══ Extracted entries ══

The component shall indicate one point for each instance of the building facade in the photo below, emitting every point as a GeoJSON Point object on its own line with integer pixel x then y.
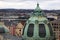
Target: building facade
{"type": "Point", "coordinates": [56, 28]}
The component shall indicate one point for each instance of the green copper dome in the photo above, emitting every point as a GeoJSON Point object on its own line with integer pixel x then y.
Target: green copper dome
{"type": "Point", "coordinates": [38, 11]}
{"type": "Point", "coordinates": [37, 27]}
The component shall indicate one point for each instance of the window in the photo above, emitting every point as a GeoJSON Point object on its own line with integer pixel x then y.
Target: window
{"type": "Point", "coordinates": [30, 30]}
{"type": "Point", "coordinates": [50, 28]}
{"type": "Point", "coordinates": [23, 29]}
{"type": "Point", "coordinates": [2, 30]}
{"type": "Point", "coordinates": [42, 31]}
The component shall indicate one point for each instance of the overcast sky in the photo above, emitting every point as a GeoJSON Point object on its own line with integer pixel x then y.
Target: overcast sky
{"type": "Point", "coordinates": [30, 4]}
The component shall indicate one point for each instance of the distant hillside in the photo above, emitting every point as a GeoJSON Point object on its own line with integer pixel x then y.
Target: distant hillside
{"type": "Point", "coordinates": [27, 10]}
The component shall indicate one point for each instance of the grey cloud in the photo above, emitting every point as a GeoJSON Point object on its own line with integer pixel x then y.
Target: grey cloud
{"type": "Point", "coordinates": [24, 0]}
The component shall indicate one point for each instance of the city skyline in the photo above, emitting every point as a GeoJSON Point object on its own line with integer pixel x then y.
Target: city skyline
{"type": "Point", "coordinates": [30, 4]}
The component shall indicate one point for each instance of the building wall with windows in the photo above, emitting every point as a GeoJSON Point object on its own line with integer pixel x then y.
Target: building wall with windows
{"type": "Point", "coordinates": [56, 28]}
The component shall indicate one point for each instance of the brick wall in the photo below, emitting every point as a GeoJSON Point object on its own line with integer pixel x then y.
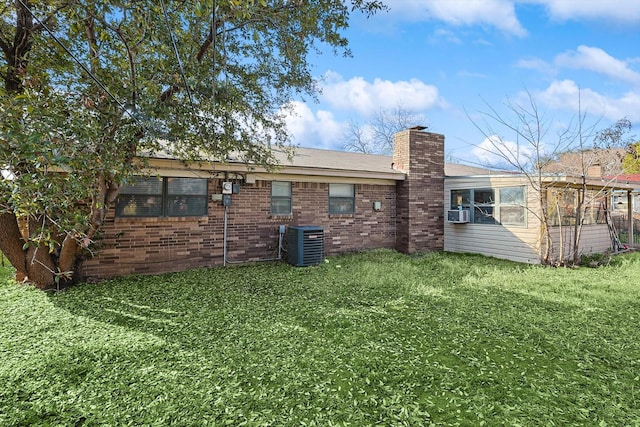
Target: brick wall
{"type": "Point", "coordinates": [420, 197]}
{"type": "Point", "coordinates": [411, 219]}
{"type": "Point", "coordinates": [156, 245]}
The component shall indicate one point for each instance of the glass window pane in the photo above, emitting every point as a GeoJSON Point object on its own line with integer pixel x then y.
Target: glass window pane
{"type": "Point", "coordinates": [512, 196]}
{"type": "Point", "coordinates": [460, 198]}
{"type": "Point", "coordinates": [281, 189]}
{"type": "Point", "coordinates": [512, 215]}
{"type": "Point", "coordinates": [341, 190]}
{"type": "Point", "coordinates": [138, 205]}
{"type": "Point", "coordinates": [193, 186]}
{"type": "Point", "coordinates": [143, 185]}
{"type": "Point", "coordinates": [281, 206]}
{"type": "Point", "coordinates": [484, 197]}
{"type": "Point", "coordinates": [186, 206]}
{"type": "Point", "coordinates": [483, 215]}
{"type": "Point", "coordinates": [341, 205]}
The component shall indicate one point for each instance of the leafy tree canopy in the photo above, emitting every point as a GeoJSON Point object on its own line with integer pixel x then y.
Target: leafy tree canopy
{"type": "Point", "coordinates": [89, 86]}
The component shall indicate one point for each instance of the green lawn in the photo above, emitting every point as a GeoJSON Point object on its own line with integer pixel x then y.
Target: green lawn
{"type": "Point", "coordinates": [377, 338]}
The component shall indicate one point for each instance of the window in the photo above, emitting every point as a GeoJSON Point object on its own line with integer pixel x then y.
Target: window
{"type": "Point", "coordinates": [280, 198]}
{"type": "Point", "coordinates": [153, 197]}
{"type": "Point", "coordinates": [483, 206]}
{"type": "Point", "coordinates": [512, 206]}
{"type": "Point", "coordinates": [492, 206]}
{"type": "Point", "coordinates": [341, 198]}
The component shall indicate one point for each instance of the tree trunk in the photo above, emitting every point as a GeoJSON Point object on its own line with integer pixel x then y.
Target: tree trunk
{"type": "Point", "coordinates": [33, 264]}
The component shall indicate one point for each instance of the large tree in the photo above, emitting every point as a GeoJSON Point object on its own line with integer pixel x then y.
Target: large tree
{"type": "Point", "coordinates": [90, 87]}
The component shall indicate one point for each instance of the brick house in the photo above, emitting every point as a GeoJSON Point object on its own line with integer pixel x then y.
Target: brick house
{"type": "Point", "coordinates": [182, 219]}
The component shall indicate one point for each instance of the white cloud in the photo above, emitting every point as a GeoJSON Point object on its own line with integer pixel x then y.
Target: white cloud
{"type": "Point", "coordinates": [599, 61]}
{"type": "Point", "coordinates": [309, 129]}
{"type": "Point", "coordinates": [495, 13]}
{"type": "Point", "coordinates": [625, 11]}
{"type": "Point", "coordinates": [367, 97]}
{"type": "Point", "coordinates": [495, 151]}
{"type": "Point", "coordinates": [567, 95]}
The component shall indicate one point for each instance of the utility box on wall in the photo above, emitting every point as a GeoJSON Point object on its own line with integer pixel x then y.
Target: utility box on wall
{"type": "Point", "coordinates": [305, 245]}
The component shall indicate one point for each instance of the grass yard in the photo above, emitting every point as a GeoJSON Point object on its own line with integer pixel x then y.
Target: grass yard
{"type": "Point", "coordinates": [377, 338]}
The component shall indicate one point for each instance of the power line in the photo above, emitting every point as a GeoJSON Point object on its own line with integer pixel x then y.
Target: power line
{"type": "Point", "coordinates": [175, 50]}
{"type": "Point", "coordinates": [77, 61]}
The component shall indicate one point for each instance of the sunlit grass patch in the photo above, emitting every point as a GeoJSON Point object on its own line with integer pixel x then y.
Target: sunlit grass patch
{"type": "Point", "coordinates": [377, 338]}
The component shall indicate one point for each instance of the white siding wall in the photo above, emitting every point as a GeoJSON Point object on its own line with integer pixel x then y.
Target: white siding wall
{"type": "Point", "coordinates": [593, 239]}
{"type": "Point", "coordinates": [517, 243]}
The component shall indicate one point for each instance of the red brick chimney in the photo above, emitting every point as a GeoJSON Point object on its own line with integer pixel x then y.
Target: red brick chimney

═══
══ Extracted entries ══

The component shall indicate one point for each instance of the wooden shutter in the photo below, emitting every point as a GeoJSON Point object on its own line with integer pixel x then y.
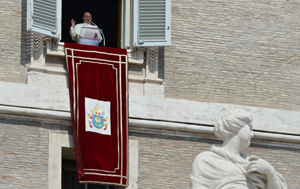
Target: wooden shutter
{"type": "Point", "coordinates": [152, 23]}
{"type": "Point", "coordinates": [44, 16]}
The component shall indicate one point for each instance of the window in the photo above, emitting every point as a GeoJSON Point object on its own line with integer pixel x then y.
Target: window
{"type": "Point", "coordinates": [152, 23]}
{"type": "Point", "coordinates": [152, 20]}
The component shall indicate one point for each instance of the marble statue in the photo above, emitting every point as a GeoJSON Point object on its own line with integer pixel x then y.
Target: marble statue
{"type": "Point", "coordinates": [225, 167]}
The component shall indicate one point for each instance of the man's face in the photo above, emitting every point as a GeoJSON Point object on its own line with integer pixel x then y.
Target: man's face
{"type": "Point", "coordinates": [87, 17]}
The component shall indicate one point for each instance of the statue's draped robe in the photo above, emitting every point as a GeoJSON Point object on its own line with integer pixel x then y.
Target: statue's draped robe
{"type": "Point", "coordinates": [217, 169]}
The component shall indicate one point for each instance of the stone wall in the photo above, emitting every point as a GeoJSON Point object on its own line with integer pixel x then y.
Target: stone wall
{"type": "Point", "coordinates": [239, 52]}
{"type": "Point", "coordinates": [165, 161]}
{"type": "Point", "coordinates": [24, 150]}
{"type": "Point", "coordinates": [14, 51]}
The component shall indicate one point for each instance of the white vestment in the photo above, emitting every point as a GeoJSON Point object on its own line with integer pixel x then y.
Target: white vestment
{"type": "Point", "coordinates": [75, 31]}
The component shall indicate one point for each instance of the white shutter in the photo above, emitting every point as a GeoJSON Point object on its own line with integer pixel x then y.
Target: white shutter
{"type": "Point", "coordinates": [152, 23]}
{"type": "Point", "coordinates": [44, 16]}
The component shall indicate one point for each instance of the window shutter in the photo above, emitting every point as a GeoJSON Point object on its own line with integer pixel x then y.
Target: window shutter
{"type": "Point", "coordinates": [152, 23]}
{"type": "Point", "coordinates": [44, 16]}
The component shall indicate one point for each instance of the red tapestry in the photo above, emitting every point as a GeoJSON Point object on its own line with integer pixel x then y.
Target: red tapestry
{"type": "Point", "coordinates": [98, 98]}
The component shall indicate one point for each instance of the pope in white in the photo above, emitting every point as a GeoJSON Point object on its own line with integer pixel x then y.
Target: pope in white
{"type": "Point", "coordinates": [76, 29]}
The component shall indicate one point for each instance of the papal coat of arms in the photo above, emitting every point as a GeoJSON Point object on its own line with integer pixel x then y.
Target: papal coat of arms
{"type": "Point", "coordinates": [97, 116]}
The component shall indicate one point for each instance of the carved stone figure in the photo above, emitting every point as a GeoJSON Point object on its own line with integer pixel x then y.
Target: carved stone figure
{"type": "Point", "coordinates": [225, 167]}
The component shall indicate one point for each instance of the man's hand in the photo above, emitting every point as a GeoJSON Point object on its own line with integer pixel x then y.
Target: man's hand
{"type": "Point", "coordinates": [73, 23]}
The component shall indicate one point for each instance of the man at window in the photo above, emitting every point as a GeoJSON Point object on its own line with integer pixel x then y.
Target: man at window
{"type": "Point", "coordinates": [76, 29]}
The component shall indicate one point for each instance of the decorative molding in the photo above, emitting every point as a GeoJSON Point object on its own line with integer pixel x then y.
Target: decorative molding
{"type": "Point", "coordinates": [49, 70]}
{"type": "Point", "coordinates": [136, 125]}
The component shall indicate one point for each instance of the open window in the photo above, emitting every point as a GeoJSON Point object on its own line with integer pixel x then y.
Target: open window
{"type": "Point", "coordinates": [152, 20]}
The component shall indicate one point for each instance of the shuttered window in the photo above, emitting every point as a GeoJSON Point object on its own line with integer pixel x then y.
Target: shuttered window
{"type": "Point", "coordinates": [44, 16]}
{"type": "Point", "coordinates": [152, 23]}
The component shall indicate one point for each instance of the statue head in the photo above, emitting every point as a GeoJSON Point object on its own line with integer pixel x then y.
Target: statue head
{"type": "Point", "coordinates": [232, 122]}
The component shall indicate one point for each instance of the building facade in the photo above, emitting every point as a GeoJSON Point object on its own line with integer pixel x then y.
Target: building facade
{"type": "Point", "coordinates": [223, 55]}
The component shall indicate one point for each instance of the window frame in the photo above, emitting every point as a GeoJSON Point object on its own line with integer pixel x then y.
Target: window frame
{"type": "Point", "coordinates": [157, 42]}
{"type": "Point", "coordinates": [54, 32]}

═══
══ Extracted entries ══

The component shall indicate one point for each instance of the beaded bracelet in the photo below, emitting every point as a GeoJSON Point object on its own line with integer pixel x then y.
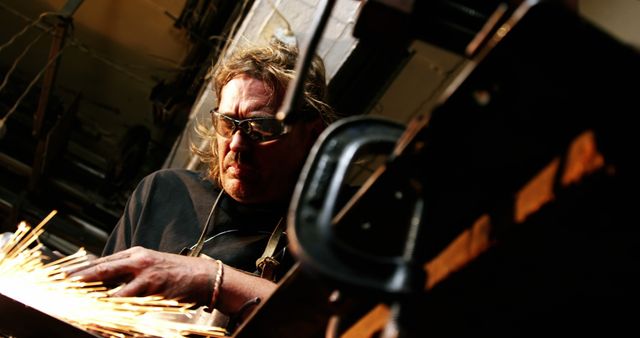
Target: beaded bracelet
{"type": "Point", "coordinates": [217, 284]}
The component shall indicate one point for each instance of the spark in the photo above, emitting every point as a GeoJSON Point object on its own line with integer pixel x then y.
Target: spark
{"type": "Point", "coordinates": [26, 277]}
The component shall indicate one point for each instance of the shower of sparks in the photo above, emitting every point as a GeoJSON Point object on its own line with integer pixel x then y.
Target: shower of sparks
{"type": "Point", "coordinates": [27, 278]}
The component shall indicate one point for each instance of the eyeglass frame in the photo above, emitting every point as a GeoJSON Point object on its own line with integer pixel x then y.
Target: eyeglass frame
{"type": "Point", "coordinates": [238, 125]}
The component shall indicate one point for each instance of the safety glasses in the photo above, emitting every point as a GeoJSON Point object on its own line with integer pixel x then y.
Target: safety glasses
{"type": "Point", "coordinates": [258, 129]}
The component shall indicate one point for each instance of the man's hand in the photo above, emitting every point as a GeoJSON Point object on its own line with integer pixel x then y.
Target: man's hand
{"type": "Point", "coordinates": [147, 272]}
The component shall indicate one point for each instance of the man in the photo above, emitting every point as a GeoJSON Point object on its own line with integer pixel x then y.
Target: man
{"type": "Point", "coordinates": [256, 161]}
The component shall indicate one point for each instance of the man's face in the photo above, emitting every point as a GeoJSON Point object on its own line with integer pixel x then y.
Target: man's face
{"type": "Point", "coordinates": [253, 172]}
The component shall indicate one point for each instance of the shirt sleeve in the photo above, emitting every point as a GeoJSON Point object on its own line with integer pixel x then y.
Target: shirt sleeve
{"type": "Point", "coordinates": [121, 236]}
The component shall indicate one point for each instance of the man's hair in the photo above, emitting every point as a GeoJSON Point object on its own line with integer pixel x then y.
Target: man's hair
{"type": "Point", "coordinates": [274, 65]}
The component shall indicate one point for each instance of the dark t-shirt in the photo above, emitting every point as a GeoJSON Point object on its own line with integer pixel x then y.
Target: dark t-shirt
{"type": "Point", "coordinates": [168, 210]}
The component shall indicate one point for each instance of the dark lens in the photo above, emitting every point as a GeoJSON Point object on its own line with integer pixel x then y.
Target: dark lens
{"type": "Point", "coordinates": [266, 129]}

═══

**The problem**.
Identify every line of the data above that contains the string "shuttered", matching case exactly, and copy each such line.

**The reply**.
The component shall indicate one point for each instance of the shuttered window in the photo above, emitting every point as a GeoJSON Point object on its own line with integer pixel x then y.
Target: shuttered window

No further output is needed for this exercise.